• Data for processing:
-*-*-

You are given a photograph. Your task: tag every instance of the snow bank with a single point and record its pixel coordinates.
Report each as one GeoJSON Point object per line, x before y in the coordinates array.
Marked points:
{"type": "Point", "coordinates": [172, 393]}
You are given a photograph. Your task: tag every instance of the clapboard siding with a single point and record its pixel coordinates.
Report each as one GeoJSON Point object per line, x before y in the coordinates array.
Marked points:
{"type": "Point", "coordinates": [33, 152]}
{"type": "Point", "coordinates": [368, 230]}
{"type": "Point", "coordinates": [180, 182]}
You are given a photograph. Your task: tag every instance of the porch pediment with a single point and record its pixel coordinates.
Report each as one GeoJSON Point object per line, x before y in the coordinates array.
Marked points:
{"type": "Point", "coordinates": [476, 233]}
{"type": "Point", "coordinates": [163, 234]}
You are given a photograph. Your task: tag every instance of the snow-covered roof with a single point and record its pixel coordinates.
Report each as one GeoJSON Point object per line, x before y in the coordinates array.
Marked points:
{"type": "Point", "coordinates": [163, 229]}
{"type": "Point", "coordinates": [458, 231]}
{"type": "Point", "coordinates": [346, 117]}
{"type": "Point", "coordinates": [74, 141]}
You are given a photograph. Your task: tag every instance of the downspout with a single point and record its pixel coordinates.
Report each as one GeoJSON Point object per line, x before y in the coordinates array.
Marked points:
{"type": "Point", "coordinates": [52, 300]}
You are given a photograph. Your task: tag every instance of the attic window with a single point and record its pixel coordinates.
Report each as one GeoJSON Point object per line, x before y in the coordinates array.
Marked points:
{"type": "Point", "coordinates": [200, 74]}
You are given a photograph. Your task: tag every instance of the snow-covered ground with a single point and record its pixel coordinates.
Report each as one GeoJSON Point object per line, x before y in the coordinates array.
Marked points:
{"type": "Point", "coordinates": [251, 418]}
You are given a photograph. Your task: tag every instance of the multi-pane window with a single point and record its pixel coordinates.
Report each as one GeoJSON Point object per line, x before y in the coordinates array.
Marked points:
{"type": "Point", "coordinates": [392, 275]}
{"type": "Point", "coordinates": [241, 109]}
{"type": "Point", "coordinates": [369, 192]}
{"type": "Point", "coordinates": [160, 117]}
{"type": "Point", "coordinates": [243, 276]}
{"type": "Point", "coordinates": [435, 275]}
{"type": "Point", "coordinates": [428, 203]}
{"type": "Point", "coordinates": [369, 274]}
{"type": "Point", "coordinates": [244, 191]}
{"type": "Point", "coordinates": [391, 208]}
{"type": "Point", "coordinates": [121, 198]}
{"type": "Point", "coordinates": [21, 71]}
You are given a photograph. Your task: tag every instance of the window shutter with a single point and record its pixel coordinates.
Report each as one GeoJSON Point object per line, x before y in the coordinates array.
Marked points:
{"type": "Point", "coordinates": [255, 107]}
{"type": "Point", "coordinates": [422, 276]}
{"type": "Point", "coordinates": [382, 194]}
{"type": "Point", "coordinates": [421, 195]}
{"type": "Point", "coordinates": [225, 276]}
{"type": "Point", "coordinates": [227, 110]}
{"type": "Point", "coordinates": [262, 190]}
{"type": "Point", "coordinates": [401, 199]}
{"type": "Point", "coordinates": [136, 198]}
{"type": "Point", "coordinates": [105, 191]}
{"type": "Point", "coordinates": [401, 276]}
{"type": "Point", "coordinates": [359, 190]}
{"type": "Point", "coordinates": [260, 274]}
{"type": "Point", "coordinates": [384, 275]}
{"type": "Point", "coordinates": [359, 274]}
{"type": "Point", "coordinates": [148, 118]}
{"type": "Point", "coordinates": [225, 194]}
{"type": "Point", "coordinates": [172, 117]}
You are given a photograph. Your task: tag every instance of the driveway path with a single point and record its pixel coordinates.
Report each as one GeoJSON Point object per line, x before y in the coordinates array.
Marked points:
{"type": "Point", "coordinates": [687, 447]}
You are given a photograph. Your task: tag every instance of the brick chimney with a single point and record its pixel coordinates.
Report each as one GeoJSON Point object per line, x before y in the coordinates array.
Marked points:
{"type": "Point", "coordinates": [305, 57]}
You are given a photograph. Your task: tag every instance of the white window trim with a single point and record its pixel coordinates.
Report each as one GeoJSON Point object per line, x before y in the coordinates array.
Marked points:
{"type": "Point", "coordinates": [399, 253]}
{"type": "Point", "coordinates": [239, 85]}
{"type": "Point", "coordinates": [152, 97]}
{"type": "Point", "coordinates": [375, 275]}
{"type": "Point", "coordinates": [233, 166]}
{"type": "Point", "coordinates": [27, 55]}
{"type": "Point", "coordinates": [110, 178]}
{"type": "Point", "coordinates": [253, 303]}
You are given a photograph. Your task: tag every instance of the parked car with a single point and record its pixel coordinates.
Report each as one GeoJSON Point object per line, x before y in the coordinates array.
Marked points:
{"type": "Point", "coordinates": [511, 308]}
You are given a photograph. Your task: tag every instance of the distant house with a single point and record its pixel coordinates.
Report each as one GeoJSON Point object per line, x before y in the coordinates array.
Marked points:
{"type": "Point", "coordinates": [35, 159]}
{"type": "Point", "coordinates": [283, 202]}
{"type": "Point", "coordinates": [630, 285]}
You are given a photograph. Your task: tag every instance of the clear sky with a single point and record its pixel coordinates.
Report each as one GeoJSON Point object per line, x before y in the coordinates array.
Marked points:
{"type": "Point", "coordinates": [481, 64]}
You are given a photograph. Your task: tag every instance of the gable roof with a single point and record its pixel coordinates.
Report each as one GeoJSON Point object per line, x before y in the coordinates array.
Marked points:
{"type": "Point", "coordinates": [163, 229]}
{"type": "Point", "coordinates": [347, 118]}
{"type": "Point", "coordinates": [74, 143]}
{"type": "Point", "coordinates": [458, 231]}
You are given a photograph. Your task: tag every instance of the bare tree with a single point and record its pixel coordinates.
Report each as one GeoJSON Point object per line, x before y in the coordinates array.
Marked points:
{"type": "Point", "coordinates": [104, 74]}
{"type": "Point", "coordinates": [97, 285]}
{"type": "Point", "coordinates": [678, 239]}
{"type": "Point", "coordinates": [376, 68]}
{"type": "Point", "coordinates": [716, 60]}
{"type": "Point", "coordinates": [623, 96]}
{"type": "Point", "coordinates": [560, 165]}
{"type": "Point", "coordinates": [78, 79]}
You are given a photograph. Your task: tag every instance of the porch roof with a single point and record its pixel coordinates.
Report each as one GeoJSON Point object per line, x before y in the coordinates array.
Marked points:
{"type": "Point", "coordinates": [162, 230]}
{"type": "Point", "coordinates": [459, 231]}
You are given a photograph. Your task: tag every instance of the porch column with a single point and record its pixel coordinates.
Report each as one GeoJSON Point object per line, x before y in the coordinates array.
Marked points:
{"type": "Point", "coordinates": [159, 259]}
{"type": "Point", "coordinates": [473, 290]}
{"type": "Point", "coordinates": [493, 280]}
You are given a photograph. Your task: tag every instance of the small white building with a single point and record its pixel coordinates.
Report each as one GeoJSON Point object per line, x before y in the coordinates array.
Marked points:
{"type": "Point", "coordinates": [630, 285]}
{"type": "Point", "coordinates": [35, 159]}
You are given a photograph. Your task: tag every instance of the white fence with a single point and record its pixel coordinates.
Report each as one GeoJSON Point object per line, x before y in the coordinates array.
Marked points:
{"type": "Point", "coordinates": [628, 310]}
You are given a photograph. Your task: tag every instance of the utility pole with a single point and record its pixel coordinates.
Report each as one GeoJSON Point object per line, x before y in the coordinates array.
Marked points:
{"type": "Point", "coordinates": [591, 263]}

-*-*-

• Written request: Only the lines from the one that contains "the porch roof" through the last line should be repeated, each exactly as it stands, with both ends included.

• Solution:
You are given a photograph. Your task: tag every instance of the porch roof with a single point and record its pixel coordinates.
Report each as one GeoJSON Point object per line, x before y in the coordinates array.
Marked points:
{"type": "Point", "coordinates": [162, 230]}
{"type": "Point", "coordinates": [459, 231]}
You are given a photograph. Your task: tag every instance of the porch column with a single point and record its pixel coordinates.
Report each as one GeoJSON Point object per line, x before y in the coordinates array.
Marked points:
{"type": "Point", "coordinates": [159, 259]}
{"type": "Point", "coordinates": [473, 290]}
{"type": "Point", "coordinates": [493, 280]}
You are given a photograph. Your task: tag every instance of the small white building with a single point and record its pixel coordinates.
Report each as one GeoJSON Point object per line, x before y in the coordinates array.
Marked points:
{"type": "Point", "coordinates": [630, 285]}
{"type": "Point", "coordinates": [35, 159]}
You are given a photograph. Your task: tag every instance of the white fence with a single point and record its pixel coordinates.
Report each as one GeoJSON Point object per line, x before y in the coordinates array.
Marked points:
{"type": "Point", "coordinates": [628, 310]}
You are given a photograph. Your task: tag every instance of the utility pole with a single point and record its pixel coordinates.
Report each as one GeoJSON Point object per line, x before y in the coordinates array.
Marked points:
{"type": "Point", "coordinates": [591, 263]}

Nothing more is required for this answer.